**PROBLEM STATEMENT**
Arrange every line of the material below as a numbered list, leaving out any blank lines.

**INPUT**

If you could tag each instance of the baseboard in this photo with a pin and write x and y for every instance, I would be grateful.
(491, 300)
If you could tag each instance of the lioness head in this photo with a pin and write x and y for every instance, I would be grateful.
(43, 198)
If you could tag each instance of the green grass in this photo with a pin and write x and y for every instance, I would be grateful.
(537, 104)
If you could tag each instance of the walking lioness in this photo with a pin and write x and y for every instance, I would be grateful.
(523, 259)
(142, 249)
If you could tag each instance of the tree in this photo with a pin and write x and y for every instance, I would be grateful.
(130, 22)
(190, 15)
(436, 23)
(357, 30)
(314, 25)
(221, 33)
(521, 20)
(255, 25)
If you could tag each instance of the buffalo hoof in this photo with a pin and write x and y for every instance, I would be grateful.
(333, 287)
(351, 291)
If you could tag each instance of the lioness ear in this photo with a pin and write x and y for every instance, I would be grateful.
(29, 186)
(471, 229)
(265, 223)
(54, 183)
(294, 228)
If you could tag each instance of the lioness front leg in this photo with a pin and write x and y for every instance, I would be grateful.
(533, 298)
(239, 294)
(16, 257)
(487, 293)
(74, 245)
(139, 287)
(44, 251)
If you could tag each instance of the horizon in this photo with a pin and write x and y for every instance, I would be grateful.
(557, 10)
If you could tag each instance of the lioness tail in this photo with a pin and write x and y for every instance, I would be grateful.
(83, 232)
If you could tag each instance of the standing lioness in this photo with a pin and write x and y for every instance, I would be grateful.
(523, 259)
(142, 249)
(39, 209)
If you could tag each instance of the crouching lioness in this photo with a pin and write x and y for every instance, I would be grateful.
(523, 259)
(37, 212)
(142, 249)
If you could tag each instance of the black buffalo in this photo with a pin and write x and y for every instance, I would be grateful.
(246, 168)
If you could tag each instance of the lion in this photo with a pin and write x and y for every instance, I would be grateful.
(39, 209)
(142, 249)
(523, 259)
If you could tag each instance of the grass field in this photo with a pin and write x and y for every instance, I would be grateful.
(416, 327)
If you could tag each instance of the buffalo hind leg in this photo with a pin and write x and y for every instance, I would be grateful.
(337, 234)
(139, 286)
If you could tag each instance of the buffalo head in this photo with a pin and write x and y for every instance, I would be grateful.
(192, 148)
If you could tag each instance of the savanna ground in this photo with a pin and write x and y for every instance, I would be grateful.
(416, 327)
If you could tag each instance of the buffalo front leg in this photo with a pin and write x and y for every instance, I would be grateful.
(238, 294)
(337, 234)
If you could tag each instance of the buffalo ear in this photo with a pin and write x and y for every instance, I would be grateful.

**EXERCISE RESPONSE**
1. If you could tag each instance of the baseboard in this photo with a pin and write x and y for every instance, I would be grateful.
2. (491, 300)
3. If you could tag each instance of the lioness head in this photo with a pin and write x and y for every instance, I would be grateful.
4. (43, 198)
5. If you could tag each instance of the green grass in this photo with a pin and write x and y for every instance, I would be grateful.
6. (537, 104)
7. If you could tag each instance of the walking lioness in this photo with a pin and write x and y for every instance, I would be grateful.
8. (523, 259)
9. (142, 249)
10. If you could tag each instance of the tree in this photo with a pin and write x and y for every instance, I would be grateful.
11. (130, 22)
12. (190, 15)
13. (436, 23)
14. (357, 30)
15. (314, 25)
16. (221, 33)
17. (521, 20)
18. (255, 25)
19. If you could tag each instance of the buffalo hoof in this photo with a pin and write x and y for every instance, I would be grateful.
20. (333, 287)
21. (351, 291)
22. If you could tag each instance of the lioness ear in this photo with a pin and write x and y for every instance, I would be grateful.
23. (29, 186)
24. (471, 229)
25. (265, 223)
26. (54, 183)
27. (294, 228)
28. If you could tag each instance of the lioness front leg in this photo with a pin and write x and y for every instance, I would be grateful.
29. (533, 298)
30. (239, 294)
31. (16, 257)
32. (487, 293)
33. (74, 245)
34. (139, 287)
35. (44, 251)
36. If you could tag each instance of the horizon in this photo with a pin and write x and y for every instance, I would be grateful.
37. (557, 10)
38. If you could tag each instance of the lioness tail in this photo with a pin and write x and y for every instance, I would be grateful.
39. (83, 232)
40. If you could tag each instance of the standing lioness in this photo with a pin and write x and y for every instance, I would be grateful.
41. (523, 259)
42. (142, 249)
43. (39, 209)
44. If you could tag each instance of the crouching lioness in this photo with a pin and write x and y for every instance, I would be grateful.
45. (523, 259)
46. (37, 212)
47. (142, 249)
48. If you could tag each instance of the black buffalo in this photo with a pin and write x and y for every instance, I would be grateful.
49. (246, 168)
50. If you could tag each instance of the lion in this photo with a pin and write x and y for every instance, I would be grateful.
51. (39, 209)
52. (142, 249)
53. (523, 259)
54. If you could tag each instance of the grass field in this photo with a pin and write x and y for every instance, I would be grateful.
55. (416, 327)
56. If you could tag each instance of the buffalo hind leg in this photo with a pin and write x and y for every instance, I would be grateful.
57. (337, 234)
58. (139, 286)
59. If you could tag each instance of the buffalo head in this photo with a pin and write x and y for every instance, I would be grateful.
60. (192, 148)
61. If you could tag each instance of the savanna ground in this photo with a pin and write x and y for every instance, I would be grateful.
62. (416, 327)
63. If you could tag each instance of the buffalo front leg in this photo with a pin and write x and y for every instance, I would be grateful.
64. (238, 294)
65. (337, 234)
66. If you could tag each instance of the buffalo ear in this photo with a pin and write x and y for every instance, I would be grateful.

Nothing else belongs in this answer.